** START Data listing **

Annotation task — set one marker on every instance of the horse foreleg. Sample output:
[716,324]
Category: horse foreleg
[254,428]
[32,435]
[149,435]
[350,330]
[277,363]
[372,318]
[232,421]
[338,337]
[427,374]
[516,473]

** END Data listing **

▶ **Problem**:
Arrange every line of the data above as a numbered list, leaving out any blank lines.

▶ **Written answer**:
1. Annotation task — set one marker on every instance of the horse foreleg. Sample output:
2. [716,324]
3. Category: horse foreleg
4. [254,428]
5. [32,435]
6. [149,435]
7. [350,330]
8. [277,363]
9. [372,318]
10. [232,421]
11. [338,337]
12. [427,374]
13. [516,473]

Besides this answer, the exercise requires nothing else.